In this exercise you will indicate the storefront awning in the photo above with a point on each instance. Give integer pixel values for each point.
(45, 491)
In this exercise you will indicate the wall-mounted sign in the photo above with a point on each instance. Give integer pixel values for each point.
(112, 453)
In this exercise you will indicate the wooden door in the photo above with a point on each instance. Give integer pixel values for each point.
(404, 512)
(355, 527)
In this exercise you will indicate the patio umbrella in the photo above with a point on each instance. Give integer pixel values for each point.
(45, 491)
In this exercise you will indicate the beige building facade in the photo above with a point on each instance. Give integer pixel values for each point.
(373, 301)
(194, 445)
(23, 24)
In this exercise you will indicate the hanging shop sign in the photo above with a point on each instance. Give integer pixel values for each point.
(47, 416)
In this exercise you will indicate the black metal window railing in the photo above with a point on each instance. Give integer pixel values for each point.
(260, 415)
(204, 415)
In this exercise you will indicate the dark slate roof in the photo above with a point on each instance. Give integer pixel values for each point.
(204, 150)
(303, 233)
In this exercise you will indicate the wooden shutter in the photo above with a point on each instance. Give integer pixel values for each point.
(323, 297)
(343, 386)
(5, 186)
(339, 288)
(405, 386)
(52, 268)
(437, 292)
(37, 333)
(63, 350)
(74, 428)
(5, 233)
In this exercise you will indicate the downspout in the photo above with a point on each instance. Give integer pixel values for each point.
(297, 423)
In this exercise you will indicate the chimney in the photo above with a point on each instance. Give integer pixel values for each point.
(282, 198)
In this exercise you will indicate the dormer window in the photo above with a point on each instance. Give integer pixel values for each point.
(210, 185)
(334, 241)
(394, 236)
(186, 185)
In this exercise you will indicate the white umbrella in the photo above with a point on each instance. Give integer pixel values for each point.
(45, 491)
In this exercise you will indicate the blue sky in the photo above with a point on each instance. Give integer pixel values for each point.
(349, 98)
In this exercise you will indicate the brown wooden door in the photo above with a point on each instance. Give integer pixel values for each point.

EXERCISE OBJECTIVE: Rewrite the listing above, changing "integer pixel values" to "whole-number pixel coordinates" at every occurrence and keeping all other text the same.

REPLY:
In this exercise you will indicate the storefront awning in the photo above with a point on each instance. Give whole-number pixel coordinates for each point.
(45, 491)
In this exercise you will indicate the wall-mounted sign in the photo above with a point on each instance. Give whole-number pixel coordinates for each point.
(112, 453)
In this exercise you will indicate the wooden door in the photo above with a point on each instance. Give whole-number pixel coordinates for each point.
(404, 512)
(355, 527)
In this exercise you will indicate the patio umbrella in the photo above with a point on each instance. Give whole-number pixel coordinates for each point.
(45, 491)
In this exercise you will indicate the beige building facade in the photo above with a point on each instance. Give whole-number pixel coordinates for each point.
(373, 301)
(194, 445)
(23, 24)
In this exercise you will indicate the hanging shop sign in the photo above with a point on each instance. Give whole-number pixel coordinates for each point.
(47, 416)
In this exercise you will indicate the black metal window railing in the photo above with a point on each instance. Give whole-number pixel coordinates for each point.
(260, 415)
(204, 415)
In this exercise you will indicate the dark slate roof in the photo above with a point on each instance. Give whole-number pixel coordinates for each point.
(204, 150)
(303, 233)
In this exercise you will indicate the wooden shutter in the photo above with a point on each instance. Give whole-number pixel coordinates for each point.
(323, 297)
(343, 386)
(5, 186)
(339, 288)
(405, 386)
(52, 268)
(437, 292)
(37, 333)
(63, 350)
(74, 428)
(5, 233)
In this exercise you will indicate the downspout in the photo above with a point on each instance. Give whole-number pixel coordinates for each point.
(297, 423)
In this exercise you will indicate the chimney in the photo above with a point on each instance. Give whole-number pixel coordinates for each point.
(282, 198)
In this exercise you will indicate the dormer window in the photo above with a point on each instance. Give whole-number pixel coordinates for each point.
(210, 185)
(334, 241)
(394, 236)
(186, 185)
In this exercise you will indicate the white umbrella in the photo above with a point on each instance. Give whole-number pixel coordinates for each point.
(45, 491)
In this exercise you will indicate the blue sky in the photo above with a point on each instance. Give whole-number pixel coordinates for each point.
(349, 98)
In this exercise you will indicate the brown wooden door in the photo above with a point on each instance. Give whole-number pixel coordinates for each point.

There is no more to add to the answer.